--- RECORDS FOR PROCESSING ---
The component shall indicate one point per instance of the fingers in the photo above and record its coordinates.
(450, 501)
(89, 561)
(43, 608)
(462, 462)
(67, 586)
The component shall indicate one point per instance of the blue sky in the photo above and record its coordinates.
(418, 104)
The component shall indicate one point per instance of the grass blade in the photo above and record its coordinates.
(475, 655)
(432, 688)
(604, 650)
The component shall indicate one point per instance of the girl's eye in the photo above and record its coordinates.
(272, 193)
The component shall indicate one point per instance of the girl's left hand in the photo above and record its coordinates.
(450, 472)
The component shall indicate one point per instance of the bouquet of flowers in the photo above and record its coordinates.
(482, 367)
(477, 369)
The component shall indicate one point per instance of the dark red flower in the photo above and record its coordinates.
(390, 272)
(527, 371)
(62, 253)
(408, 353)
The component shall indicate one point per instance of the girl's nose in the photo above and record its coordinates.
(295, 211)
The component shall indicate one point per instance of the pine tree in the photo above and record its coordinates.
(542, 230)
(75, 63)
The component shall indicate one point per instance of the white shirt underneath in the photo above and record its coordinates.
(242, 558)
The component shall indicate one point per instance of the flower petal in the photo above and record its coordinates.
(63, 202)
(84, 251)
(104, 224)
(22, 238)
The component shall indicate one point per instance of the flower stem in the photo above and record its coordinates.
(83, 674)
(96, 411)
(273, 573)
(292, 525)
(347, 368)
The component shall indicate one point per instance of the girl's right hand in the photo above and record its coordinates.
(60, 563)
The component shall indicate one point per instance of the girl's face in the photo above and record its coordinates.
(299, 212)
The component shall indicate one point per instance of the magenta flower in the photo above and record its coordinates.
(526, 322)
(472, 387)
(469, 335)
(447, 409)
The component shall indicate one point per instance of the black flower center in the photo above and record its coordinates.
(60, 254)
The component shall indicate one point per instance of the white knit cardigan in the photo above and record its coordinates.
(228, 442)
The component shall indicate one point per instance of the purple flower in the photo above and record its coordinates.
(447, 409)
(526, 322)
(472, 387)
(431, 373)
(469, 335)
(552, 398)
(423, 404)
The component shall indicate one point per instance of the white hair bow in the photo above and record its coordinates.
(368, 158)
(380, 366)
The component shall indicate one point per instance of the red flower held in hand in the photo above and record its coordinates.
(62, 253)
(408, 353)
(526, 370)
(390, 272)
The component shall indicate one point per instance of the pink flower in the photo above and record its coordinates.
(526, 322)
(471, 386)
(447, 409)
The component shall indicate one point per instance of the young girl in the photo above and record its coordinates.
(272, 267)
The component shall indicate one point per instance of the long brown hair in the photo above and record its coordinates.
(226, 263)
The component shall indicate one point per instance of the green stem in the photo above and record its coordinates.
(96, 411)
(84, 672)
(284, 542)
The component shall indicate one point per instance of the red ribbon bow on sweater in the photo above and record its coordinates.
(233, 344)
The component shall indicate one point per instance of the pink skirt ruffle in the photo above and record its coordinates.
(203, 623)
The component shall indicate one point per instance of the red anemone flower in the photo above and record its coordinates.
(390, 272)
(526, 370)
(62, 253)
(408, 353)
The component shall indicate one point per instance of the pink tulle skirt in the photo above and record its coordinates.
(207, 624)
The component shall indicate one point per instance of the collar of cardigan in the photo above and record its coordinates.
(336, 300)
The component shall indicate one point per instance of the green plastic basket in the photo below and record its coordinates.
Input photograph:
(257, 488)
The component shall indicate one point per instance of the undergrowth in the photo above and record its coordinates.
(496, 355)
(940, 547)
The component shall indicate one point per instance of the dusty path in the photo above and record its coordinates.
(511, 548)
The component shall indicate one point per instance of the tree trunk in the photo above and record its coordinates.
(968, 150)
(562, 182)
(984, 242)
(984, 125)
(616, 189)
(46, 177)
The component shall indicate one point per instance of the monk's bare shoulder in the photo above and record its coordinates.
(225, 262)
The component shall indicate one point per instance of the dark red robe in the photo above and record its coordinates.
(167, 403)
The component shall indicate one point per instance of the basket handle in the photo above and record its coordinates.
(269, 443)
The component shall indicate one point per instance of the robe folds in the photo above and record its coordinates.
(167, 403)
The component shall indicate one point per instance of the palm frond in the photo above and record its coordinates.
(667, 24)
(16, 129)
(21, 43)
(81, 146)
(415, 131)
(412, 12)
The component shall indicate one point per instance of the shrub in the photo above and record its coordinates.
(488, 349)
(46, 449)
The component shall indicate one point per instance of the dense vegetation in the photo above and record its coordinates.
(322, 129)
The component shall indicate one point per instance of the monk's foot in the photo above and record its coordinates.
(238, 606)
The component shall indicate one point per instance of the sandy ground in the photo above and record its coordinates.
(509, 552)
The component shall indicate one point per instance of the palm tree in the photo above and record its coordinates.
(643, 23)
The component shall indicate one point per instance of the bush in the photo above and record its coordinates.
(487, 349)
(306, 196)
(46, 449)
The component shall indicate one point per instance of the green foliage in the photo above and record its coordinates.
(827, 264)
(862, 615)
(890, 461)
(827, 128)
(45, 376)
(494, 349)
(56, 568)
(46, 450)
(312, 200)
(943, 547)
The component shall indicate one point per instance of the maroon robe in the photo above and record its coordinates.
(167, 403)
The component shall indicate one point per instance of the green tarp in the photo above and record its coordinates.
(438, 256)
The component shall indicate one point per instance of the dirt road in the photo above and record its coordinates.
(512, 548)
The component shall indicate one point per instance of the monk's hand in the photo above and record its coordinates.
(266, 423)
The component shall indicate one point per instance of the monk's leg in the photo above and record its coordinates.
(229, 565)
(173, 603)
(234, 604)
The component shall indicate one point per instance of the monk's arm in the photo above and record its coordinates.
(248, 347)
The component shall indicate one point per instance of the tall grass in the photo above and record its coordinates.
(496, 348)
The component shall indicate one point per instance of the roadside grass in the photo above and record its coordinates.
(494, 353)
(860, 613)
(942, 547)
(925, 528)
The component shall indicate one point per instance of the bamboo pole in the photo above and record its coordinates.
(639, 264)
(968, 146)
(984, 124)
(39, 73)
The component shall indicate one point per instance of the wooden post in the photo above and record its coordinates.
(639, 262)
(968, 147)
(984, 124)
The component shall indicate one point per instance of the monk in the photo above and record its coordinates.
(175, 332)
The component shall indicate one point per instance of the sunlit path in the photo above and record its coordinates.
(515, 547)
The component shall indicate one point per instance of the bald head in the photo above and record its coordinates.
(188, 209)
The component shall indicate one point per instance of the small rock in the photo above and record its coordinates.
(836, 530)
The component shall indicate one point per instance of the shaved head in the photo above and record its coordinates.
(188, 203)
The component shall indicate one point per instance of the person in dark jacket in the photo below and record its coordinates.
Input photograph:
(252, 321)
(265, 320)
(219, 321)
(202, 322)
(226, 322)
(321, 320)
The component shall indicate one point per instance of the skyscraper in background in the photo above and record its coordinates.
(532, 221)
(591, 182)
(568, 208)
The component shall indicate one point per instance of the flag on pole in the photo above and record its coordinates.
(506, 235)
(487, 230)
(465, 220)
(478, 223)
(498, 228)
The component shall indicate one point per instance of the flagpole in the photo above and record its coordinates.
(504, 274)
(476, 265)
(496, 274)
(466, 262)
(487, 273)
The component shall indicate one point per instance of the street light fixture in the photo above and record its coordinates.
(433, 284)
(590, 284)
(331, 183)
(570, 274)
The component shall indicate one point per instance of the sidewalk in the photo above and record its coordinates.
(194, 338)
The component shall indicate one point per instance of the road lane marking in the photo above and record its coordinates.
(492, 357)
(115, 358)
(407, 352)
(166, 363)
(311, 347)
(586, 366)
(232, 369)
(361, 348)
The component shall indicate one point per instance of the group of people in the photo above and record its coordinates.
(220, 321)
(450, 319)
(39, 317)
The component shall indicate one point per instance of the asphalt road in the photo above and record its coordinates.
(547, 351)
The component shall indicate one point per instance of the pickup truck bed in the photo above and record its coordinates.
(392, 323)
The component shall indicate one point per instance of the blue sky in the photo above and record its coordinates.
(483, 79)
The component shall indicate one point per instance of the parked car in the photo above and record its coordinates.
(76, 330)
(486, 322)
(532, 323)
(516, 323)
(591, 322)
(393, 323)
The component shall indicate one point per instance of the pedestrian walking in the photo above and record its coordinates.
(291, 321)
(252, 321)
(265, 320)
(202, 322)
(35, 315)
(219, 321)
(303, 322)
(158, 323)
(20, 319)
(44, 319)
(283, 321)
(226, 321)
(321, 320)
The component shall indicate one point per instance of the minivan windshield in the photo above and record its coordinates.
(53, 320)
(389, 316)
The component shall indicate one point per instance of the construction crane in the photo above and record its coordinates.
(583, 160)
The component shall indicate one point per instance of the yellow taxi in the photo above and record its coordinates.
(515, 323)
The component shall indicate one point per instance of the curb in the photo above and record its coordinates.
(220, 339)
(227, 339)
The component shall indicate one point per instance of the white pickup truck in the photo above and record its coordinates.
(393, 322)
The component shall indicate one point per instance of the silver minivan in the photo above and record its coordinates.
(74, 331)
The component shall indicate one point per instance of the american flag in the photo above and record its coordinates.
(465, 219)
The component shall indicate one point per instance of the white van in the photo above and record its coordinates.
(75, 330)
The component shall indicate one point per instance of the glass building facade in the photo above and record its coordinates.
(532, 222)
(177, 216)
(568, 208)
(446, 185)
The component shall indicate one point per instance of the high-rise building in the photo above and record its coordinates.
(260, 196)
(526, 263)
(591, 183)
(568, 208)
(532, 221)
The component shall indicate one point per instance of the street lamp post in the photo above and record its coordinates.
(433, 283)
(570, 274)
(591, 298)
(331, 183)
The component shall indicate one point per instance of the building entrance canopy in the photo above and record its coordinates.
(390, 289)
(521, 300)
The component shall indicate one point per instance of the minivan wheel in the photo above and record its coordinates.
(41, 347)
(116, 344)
---
--- RECORDS FOR PROCESSING ---
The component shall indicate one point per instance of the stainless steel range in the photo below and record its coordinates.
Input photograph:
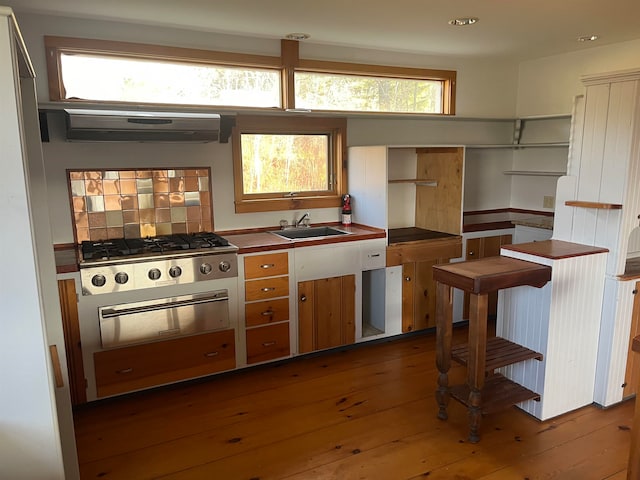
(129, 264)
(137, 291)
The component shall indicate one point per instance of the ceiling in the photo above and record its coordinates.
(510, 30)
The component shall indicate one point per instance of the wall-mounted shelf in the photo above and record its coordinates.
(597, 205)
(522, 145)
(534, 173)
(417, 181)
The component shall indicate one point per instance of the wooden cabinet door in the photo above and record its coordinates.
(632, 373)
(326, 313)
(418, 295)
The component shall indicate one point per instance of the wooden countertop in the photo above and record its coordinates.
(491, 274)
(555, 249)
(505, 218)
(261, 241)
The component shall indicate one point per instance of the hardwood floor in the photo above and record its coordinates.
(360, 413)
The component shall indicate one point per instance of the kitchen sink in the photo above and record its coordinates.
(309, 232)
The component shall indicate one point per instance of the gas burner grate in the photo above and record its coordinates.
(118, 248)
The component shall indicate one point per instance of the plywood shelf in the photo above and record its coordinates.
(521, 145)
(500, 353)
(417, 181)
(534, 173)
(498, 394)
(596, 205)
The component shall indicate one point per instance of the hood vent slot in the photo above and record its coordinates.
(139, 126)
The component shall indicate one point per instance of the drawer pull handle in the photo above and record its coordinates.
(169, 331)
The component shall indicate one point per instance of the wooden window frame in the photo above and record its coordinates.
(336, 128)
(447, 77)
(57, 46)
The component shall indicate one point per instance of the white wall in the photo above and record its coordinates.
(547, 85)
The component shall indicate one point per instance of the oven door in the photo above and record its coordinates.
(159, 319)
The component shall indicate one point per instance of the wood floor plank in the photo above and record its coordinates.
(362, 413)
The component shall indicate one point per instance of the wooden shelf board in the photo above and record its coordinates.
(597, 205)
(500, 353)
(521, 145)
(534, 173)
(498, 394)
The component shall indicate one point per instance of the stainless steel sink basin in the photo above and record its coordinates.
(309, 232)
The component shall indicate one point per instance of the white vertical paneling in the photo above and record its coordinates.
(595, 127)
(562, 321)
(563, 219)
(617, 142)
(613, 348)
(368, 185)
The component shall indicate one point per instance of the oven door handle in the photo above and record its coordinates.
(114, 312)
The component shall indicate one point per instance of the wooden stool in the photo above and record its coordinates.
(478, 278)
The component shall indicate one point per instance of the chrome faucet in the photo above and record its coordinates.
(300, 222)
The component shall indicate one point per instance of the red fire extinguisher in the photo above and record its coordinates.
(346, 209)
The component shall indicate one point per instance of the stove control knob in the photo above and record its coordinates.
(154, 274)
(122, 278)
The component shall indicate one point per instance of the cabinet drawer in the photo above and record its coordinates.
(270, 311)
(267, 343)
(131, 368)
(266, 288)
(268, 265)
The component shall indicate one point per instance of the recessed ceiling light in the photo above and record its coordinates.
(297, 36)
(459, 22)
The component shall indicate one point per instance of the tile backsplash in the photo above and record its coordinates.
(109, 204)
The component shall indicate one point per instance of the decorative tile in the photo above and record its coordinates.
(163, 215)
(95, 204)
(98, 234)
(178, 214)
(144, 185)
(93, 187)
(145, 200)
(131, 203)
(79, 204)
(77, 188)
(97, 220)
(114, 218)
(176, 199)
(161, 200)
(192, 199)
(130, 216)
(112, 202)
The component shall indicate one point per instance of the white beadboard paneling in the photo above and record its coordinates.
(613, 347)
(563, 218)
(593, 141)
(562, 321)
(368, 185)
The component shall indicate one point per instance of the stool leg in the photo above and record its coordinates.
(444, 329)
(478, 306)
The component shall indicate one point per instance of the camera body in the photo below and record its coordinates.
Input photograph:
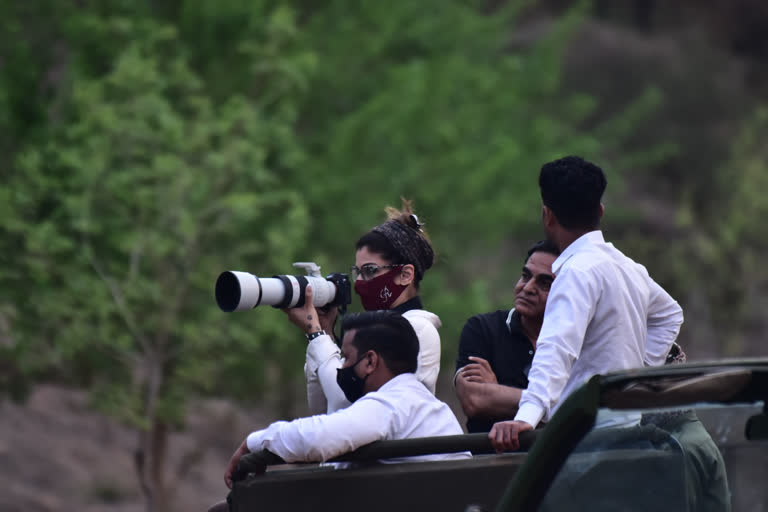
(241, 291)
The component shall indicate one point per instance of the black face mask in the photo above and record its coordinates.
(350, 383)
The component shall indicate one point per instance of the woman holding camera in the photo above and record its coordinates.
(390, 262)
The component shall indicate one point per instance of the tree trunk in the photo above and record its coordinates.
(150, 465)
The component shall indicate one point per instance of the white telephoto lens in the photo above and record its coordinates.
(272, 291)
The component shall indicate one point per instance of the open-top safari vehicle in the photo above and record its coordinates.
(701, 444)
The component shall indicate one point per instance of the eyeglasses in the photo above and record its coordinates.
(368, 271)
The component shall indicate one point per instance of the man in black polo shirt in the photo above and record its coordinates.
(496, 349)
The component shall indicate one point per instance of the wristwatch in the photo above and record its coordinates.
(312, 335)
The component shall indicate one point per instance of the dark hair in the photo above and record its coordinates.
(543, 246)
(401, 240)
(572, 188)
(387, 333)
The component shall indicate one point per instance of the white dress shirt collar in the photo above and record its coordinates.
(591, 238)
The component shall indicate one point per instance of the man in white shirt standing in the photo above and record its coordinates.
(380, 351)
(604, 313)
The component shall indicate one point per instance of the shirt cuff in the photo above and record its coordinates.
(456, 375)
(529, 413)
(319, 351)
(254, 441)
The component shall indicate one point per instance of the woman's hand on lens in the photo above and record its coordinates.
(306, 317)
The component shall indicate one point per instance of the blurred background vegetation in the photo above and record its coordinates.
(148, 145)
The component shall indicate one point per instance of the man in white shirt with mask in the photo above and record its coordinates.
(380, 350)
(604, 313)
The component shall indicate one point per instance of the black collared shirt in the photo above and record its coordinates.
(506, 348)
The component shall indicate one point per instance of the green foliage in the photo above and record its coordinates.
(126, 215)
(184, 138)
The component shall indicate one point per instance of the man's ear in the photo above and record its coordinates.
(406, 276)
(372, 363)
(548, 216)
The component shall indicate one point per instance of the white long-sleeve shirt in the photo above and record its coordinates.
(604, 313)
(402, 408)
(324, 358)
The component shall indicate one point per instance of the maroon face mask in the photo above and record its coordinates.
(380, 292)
---
--- RECORDS FOR PROCESSING ---
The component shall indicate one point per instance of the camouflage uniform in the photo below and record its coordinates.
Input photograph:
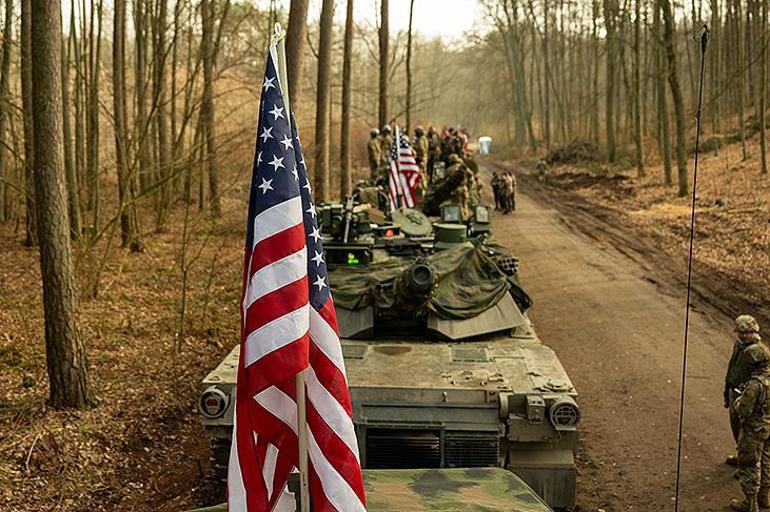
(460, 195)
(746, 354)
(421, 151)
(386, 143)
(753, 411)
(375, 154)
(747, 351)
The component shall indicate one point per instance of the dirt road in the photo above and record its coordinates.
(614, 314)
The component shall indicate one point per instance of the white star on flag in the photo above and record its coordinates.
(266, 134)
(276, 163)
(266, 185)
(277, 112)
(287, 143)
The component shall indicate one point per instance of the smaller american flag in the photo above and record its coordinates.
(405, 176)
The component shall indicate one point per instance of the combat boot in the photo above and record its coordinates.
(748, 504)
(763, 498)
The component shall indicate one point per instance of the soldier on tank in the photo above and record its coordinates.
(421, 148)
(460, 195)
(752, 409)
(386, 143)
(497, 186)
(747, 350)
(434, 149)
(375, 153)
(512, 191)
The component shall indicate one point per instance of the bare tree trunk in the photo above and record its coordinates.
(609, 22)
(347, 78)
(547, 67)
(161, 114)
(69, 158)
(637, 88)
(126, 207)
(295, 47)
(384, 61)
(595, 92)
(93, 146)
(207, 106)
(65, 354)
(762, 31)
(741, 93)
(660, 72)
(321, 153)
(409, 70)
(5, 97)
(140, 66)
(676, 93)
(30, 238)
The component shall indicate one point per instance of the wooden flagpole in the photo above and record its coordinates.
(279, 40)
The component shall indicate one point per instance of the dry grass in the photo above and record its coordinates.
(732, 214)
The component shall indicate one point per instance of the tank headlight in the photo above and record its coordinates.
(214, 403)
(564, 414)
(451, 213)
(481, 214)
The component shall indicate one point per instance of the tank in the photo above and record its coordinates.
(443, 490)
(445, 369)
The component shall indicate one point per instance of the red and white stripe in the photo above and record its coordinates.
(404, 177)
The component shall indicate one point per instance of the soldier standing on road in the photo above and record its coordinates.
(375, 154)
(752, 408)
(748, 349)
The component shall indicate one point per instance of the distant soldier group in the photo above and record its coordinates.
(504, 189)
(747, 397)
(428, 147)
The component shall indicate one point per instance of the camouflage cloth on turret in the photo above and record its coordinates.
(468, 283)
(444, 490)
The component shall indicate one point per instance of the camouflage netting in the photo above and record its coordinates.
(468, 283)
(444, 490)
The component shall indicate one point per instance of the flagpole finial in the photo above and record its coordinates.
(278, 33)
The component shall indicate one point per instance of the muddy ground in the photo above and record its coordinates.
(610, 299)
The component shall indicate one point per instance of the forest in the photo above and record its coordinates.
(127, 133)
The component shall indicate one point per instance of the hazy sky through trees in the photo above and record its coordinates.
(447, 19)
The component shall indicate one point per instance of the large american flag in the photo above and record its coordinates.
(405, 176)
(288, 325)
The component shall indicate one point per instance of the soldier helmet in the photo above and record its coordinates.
---
Every line above that holds the string "below" should be copied out.

## [RESPONSE TO THE TASK]
The component shall indicate one point per instance of the green plastic basket in the photo below and record its coordinates.
The component shall indicate one point per instance of the person in dark jacket in the photo below and record its coordinates.
The component shall indicate one point per instance of the stainless steel range in the photo below and record its coordinates.
The component shall indicate one point per instance of the camera body in the photo below and record its coordinates.
The component shall indicate one point per instance of the camouflage uniform in the photo below and record its coordinates.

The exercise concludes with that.